▶ Aufgaben:
A) Wer spielt laut der Kritik zur Münchner „Möwe“-Inszenierung die Rolle der Arkadina?
B) Setzen Sie die Kritik zur Münchner „Möwe“-Inszenierung nach ihrem letzten Satz fort.

▶ Textauszug:
------------------------------------

Das Münchner Volkstheater verwandelt sich mit Tschechows „Die Möwe“ in einen russischen Komödienstadel

Wirklich vogelwild, diese Möwe! Aber dass Hausherr Christian Stückl an seinem Münchner Volkstheater aus dem Tschechow-Klassiker eine schräge Farce macht, passt ausgezeichnet. Schließlich sind die typischen Untergeher, die sich in diesem Stück auf einem Landgut treffen, mit einer Ausnahme alle in Rollenmustern gefangen; und dieser verzerrten Identität entsprechend hampeln sie wie absurde Panoptikumsfiguren herum in einem Setting, wo offenbar der Klimawandel voll zugeschlagen hat: jener See, an dem Tschechows elegische Komödie Die Möwe (1895) spielt, schwappt in dieser Inszenierung bis in die Seitengemächer des Gutshauses. Ausstatter Stefan Hageneier ließ eine große Pfütze volllaufen auf der Bühne, wo er im Vordergrund ein herrschaftliches Flügeltüren-Ambiente in zeitloser, weißgrauer Verschlissenheit errichtete. Weil in dem surrealen Schwank alle mit riesigen Lockenperücken und blass geschminkten Clowns-Gesichtern auftreten, erscheint der Stargast des Abends folgerichtig als eine Art Horror-Clown: Jule Ronstedt spielt in Pluderröckchen und Ringelstrumpfhosen das Muttermonster Arkadina, das sich über die dichterischen Ambitionen seines Sohnes Konstantin lustig und ihn zur Schnecke macht.

------------------------------------

▶ Quellenauszug:
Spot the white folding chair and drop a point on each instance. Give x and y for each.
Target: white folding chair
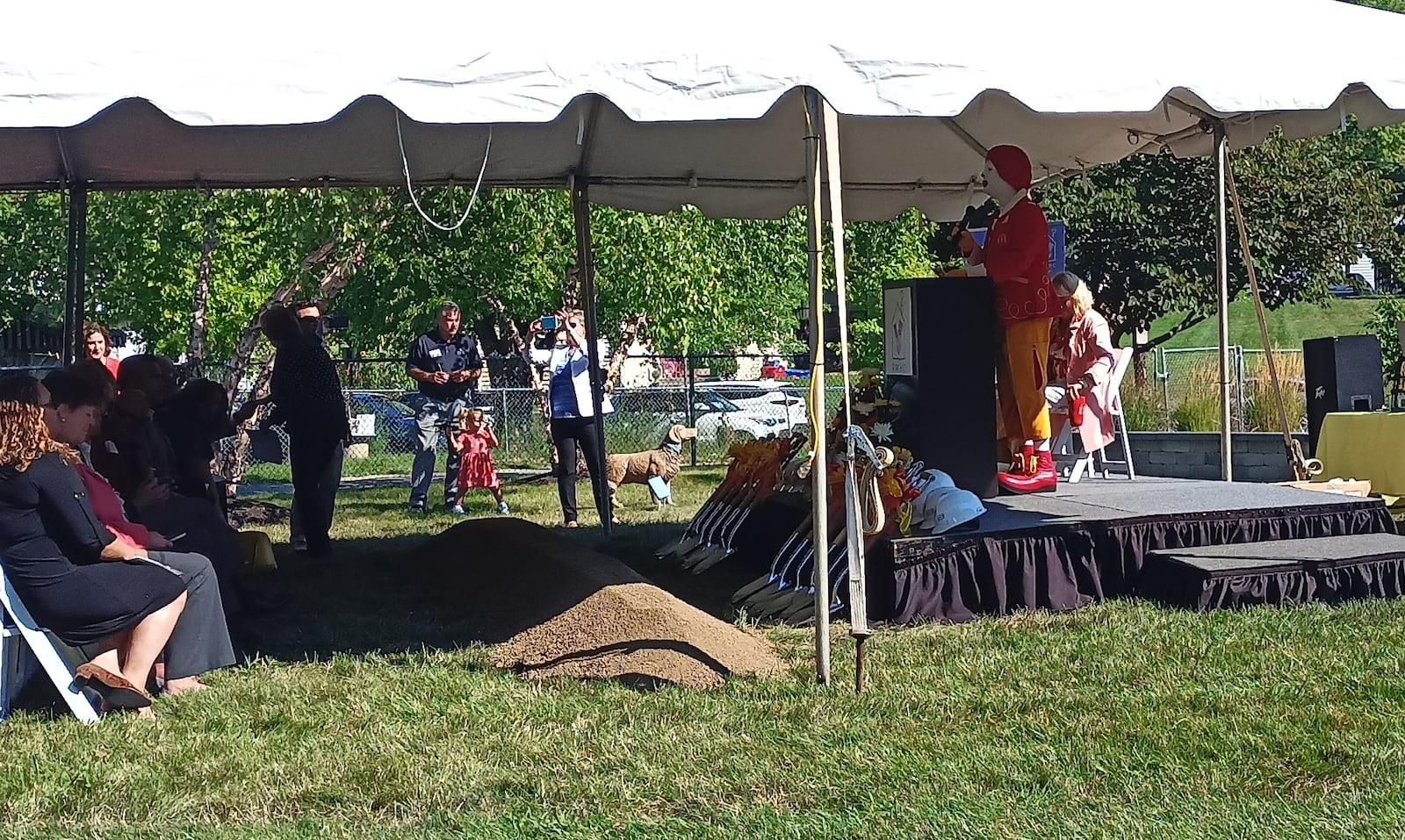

------------------------------------

▶ Ergebnisse je Aufgabe:
A) Jule Ronstedt spielt die Arkadina.

B)
Tollpatsch und Zausel

Andere schräge Vögel aus diesem Knallchargen-Haufen sehen aus, als wären sie der Operette Pariser Leben entsprungen mit ellenlangem Zwirbelschnurrbart, Halbglatze und Hochwasserhosen (Mehmet Sözer). Ebenso aus dem 19. Jahrhundert stammt der Großdichter Trigorin, bei Jakob Geßner ein eitler Tollpatsch im roten Frack. Den Gutsherren wiederum gibt Pascal Fligg als langhaarigen Altachtundsechziger-Zausel, und eine Tabak schnupfende wilde Hummel macht die wunderbare Pola Jane O’Mara aus der Verwaltertochter Mascha, die unglücklich in den Nachwuchsdichter und Möwenjäger Konstantin verliebt ist. Der sieht seinerseits bei Oleg Tikhomirov aus wie ein Stefan-George-Verschnitt. Den Vogel – einen von vielen an diesem Abend – schießt Luise Deborah Daberkow ab. Sie gibt die Hausdame Polina als stockbiederes Muttchen mit Dutt und Gesundheitsschuhen, das ein schwer neurotisches Dauerzucken an den Tag legt. Gelungen ist der Abend immer dort, wo Stückl das macht, was er am besten kann: eine Mordsgaudi abziehen. Die tragischen Passagen wirken dann allerdings nur noch wie unpassend drangepappt an diesen russischen Komödienstadel. Um so bewundernswerter, dass es der jungen Julia Richter gelingt, inmitten einer fidelen Irrenhaus-Besatzung die einzige ernsthafte, wirklich menschliche Figur völlig glaubwürdig erscheinen und im Sperrfeuer der Knalleffekte in berührender Tragik erstrahlen zu lassen. Mit Rauschgoldengelfrisur spielt sie Konstantins Geliebte Nina, eine Unschuld vom Lande, die in ihrer Naivität und Kunstschwärmerei mehr Weisheit besitzt, als all die abgewrackten Persönlichkeitsattrappen um sie herum. (Alexander Altmann)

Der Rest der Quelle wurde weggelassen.